Segmentation labeling items:

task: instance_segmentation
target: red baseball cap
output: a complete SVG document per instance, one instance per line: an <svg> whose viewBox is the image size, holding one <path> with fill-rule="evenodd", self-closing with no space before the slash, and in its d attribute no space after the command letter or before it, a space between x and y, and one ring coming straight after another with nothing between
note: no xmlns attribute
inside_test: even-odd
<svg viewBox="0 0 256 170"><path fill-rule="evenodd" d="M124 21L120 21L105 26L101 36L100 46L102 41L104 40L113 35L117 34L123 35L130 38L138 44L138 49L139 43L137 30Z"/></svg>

Required work:
Please put every line of the items above into a JSON list of strings, one string per line, with blank lines omitted.

Exercise output:
[
  "task: instance_segmentation",
  "target: red baseball cap",
  "output: a complete SVG document per instance, one instance per line: an <svg> whose viewBox is the image size, holding one <path> with fill-rule=\"evenodd\", self-closing with no space before the slash, and in its d attribute no space after the command letter or before it, a space between x and y, and one ring coming straight after another with nothing between",
  "note: no xmlns attribute",
  "inside_test: even-odd",
  "<svg viewBox=\"0 0 256 170\"><path fill-rule=\"evenodd\" d=\"M124 21L120 21L105 26L101 36L100 46L102 41L104 40L113 35L117 34L123 35L130 38L138 44L138 49L139 43L137 30Z\"/></svg>"
]